Work to be completed:
Isolate every line in the records below with "asked" in it.
====
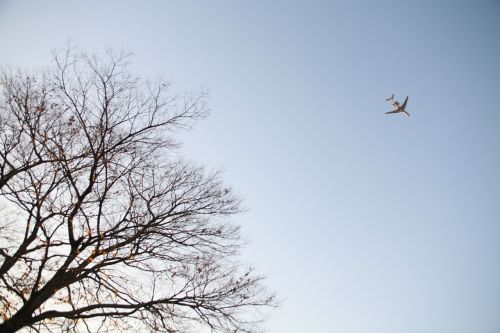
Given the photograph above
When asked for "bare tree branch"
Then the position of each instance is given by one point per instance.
(107, 229)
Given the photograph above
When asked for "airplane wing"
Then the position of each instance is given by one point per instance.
(404, 104)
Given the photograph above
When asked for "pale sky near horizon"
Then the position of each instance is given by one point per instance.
====
Output of the task:
When asked for "bare tree branch"
When asked for "airplane wing"
When asked for "pale sky near horizon"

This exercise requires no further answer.